WHAT THE TASK REQUIRES -> Please write out the full listing beneath this line exactly, skipping its images.

RECORDS FOR THIS EXERCISE ->
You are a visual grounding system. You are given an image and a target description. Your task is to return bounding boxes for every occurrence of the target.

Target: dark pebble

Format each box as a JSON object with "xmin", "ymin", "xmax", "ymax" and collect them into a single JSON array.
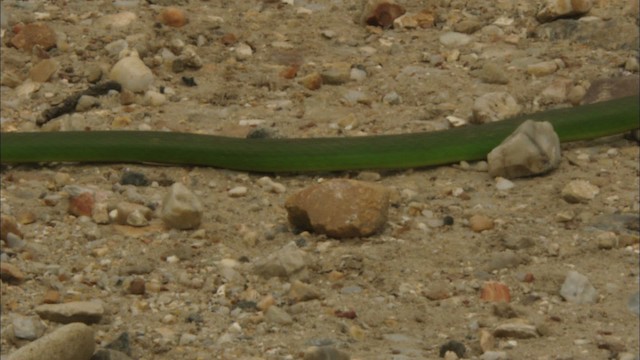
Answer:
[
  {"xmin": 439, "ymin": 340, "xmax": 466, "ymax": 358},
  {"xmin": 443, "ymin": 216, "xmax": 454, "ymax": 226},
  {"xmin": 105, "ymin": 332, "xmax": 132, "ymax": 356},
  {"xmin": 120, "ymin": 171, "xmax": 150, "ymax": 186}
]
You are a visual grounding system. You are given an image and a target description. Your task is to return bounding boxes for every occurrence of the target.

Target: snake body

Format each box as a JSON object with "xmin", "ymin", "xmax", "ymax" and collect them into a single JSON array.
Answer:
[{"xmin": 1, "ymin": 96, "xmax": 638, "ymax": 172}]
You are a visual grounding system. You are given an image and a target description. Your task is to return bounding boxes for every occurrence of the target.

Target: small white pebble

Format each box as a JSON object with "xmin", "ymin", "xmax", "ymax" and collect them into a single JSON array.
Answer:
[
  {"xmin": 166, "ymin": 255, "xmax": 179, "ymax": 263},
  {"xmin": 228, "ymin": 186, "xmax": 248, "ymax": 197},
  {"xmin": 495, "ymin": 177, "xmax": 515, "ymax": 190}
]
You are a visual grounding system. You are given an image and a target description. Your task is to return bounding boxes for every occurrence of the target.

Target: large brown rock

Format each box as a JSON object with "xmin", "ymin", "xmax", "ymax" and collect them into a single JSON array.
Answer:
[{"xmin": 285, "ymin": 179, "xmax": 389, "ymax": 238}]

OUTPUT FOR THIS EXERCISE ->
You are a visual grounding system. You are given an image and a target description. Your task is to return bounding boxes for every occurrence of the target.

Target: dark pebble

Format each box as a JSON object with "xmin", "ymin", "xmax", "ymax" and collect them into a single JSON array.
Answer:
[
  {"xmin": 439, "ymin": 340, "xmax": 466, "ymax": 358},
  {"xmin": 443, "ymin": 216, "xmax": 454, "ymax": 226},
  {"xmin": 105, "ymin": 332, "xmax": 132, "ymax": 356},
  {"xmin": 120, "ymin": 171, "xmax": 150, "ymax": 186}
]
You are a visual grounding system. You are given an image and a target description. Your task is to return bounding boxes for every occurrence of the target.

Target: snake body

Format each box as a JSON object with "xmin", "ymin", "xmax", "ymax" and collect them into a single JSON array.
Answer:
[{"xmin": 1, "ymin": 96, "xmax": 638, "ymax": 172}]
You are a visual grounding system. You are given an image and a target description. Your task is to return bounding boxes for every occurrence of the target.

Target: small white pebble

Format each box as a JSON object with "xmin", "ymin", "xmax", "ymax" and collect them into a single JSON array.
Answer:
[
  {"xmin": 166, "ymin": 255, "xmax": 179, "ymax": 263},
  {"xmin": 228, "ymin": 186, "xmax": 248, "ymax": 197},
  {"xmin": 495, "ymin": 177, "xmax": 515, "ymax": 190}
]
You are a visual grounding system. You are given an image and a target description. Your task is to return bounding boxes for every occurrence of the target.

Target: large brown rock

Format each box as a JSON object with "xmin", "ymin", "xmax", "ymax" and collect them into a single JSON array.
Answer:
[{"xmin": 285, "ymin": 179, "xmax": 389, "ymax": 238}]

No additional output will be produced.